Image point grounding data

----

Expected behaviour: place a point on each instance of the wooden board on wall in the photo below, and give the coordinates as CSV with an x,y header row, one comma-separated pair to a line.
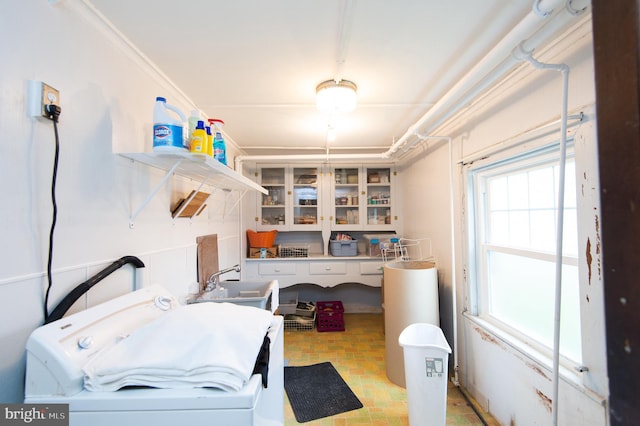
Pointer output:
x,y
207,257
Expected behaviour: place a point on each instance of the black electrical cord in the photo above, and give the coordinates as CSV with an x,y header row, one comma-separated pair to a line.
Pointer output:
x,y
53,113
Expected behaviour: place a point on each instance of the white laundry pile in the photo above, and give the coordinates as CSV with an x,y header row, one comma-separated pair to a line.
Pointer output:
x,y
198,345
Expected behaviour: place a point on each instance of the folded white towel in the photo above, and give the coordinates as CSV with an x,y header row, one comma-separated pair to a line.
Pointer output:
x,y
198,345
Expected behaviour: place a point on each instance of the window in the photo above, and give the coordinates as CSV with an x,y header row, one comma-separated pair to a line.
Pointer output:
x,y
515,206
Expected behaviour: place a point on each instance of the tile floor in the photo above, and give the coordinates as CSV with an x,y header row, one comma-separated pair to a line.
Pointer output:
x,y
358,355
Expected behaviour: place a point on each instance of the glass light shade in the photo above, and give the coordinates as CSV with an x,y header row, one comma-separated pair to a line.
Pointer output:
x,y
336,96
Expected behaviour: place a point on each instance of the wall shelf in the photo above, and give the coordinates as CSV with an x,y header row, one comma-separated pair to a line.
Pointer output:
x,y
200,168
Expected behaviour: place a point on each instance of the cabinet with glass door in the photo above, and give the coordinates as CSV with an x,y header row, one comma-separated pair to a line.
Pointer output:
x,y
292,203
346,211
380,211
362,198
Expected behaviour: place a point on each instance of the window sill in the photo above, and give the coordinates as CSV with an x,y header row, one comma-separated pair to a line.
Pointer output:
x,y
542,357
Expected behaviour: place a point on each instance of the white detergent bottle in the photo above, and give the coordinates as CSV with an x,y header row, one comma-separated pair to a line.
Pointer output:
x,y
167,128
219,147
192,123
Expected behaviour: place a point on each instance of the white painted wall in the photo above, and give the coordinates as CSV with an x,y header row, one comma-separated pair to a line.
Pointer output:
x,y
107,94
514,387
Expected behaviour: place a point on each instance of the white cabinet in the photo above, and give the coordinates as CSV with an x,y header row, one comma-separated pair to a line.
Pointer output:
x,y
294,198
322,271
362,198
380,211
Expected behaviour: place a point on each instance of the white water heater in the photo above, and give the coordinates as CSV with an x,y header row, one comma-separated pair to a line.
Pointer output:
x,y
410,296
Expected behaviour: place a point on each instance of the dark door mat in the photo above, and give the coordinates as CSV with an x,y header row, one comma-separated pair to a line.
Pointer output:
x,y
317,391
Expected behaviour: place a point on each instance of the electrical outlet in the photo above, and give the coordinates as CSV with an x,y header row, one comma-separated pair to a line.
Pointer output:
x,y
41,95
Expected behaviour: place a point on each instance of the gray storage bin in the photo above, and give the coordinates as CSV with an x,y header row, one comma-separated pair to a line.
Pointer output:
x,y
343,248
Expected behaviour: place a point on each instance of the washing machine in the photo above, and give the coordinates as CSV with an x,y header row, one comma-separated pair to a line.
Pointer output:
x,y
57,352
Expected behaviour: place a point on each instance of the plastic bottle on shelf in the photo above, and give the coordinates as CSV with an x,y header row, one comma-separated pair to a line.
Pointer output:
x,y
167,128
199,139
192,123
219,147
209,141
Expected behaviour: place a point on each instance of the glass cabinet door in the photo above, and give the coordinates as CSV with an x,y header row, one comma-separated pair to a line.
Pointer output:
x,y
346,202
306,203
272,207
378,190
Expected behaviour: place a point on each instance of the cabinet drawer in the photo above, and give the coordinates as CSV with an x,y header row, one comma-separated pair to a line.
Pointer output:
x,y
371,268
273,268
327,268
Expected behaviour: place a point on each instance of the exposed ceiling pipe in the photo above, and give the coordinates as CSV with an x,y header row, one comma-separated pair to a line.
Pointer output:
x,y
546,18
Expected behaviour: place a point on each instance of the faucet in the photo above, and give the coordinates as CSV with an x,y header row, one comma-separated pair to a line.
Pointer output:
x,y
212,282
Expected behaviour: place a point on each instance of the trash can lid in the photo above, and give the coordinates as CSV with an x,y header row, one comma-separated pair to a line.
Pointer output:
x,y
424,335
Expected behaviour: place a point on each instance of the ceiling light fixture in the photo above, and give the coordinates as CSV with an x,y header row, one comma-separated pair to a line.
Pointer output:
x,y
334,96
331,134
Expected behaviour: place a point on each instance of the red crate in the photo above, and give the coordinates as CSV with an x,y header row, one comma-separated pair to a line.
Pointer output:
x,y
330,316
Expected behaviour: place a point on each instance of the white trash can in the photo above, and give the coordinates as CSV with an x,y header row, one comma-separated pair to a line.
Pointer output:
x,y
426,361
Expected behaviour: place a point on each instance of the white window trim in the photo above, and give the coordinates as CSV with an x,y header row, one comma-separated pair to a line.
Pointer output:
x,y
594,382
477,252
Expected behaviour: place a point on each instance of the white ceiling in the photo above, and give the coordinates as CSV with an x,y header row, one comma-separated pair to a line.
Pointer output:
x,y
256,63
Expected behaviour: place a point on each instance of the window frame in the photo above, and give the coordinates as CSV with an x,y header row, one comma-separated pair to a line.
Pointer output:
x,y
478,285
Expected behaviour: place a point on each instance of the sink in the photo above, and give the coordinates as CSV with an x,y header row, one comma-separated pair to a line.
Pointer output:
x,y
259,294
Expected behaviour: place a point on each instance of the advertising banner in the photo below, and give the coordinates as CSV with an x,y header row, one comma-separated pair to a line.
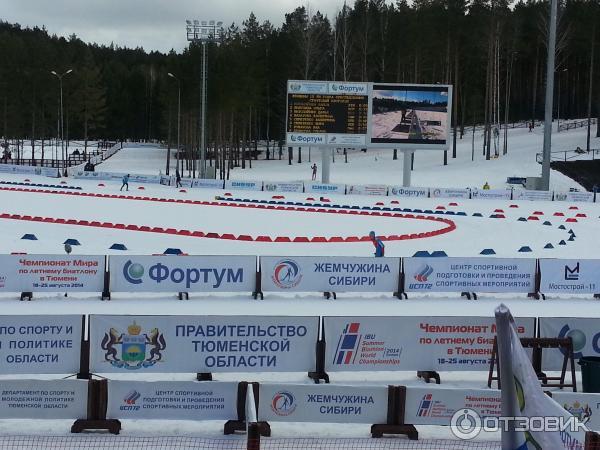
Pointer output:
x,y
133,178
469,275
329,274
412,343
323,403
205,183
570,276
519,194
584,332
491,194
181,344
51,273
414,192
30,170
450,193
573,196
40,344
371,189
425,406
244,185
275,186
40,399
182,273
319,188
172,400
584,406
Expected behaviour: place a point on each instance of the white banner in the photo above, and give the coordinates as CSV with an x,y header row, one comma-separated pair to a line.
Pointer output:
x,y
412,192
51,273
172,400
436,406
40,344
244,185
450,193
325,188
584,332
182,344
323,403
412,343
39,399
573,196
491,194
275,186
469,275
519,194
206,183
584,406
329,274
182,273
570,276
370,189
30,170
133,178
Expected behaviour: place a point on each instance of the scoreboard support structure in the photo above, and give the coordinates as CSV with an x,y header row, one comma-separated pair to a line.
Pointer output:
x,y
407,167
325,165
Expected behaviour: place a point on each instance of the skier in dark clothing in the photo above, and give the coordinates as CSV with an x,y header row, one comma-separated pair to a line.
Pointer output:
x,y
378,243
125,182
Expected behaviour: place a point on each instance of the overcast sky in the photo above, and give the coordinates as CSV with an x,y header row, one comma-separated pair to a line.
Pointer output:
x,y
152,24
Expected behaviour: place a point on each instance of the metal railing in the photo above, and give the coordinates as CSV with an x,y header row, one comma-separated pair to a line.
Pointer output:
x,y
577,154
576,124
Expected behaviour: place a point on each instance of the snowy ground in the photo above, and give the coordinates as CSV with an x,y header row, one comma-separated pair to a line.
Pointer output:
x,y
472,234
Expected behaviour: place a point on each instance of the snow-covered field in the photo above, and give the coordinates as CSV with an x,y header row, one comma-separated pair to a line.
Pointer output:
x,y
472,235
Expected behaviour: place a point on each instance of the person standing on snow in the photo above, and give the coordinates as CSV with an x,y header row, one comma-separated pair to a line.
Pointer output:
x,y
378,243
125,182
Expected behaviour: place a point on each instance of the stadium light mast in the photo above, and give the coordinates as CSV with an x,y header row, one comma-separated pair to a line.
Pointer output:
x,y
550,67
203,32
178,123
62,124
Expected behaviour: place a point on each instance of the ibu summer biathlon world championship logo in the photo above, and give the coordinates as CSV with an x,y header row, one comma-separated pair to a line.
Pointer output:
x,y
137,350
283,403
286,274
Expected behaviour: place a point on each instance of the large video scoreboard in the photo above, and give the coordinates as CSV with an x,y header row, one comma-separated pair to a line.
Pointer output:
x,y
322,113
336,114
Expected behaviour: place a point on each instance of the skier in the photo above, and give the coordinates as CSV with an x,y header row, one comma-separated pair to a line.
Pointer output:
x,y
378,243
125,182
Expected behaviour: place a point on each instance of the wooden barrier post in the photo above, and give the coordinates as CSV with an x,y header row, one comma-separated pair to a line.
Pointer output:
x,y
320,347
96,415
233,426
395,417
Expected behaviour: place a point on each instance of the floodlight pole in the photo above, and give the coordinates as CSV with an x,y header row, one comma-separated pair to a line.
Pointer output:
x,y
545,182
178,124
203,32
203,128
62,124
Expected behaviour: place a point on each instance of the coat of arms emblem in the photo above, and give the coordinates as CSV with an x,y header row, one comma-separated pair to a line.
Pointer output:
x,y
137,350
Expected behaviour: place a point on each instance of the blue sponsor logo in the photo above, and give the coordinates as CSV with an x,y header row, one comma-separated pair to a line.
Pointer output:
x,y
133,272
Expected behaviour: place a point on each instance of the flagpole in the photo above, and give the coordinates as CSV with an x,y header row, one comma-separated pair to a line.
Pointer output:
x,y
510,439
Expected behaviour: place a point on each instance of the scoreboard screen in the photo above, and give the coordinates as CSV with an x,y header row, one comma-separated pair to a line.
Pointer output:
x,y
318,113
327,113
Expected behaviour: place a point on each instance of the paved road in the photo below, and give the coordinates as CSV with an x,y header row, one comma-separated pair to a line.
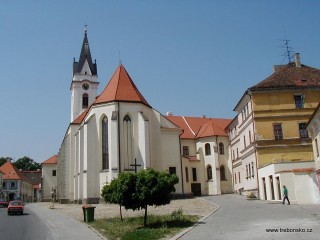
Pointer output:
x,y
239,218
26,227
40,223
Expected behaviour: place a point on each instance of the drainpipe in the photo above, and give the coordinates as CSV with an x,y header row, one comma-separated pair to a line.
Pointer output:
x,y
218,160
181,163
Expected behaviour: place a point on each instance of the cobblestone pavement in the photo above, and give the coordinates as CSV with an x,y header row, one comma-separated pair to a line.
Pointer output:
x,y
194,206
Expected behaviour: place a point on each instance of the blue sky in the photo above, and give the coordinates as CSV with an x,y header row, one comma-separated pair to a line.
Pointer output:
x,y
192,58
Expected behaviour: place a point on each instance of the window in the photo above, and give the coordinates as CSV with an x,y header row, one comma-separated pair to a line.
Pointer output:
x,y
252,170
172,170
317,147
247,171
303,130
222,173
209,172
127,140
207,149
185,151
105,147
13,185
277,130
85,100
221,148
194,174
187,174
299,101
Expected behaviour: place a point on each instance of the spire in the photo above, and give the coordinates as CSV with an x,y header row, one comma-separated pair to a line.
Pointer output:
x,y
85,55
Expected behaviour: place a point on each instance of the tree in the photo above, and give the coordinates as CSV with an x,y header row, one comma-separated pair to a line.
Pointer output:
x,y
120,190
154,188
26,164
138,190
4,159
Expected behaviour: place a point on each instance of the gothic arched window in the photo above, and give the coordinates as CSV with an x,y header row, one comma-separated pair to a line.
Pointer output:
x,y
221,148
85,100
209,172
222,173
105,147
207,149
127,144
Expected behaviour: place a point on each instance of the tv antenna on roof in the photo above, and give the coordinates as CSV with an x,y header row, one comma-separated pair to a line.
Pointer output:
x,y
288,50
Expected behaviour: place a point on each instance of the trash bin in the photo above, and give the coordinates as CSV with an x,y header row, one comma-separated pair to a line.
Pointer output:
x,y
88,213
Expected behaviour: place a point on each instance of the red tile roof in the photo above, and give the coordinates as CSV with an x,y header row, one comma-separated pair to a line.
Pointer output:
x,y
121,88
290,76
198,127
52,160
306,170
11,172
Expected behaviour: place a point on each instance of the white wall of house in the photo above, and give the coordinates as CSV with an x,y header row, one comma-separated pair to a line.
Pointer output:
x,y
48,180
302,185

----

### What is needed:
Lines in the records above that carry the word "skier" are to be located and copied.

### Reply:
Expected behaviour: place a point on each instance of the skier in dark clothing in the photo above, and give the coordinates as CSV with an x,y header row, one comma-separated pair to a line.
Expected behaviour: place a point on each instance of the skier in the photo above, and give the coordinates as CSV with an x,y header row, one comma-separated pair to a line.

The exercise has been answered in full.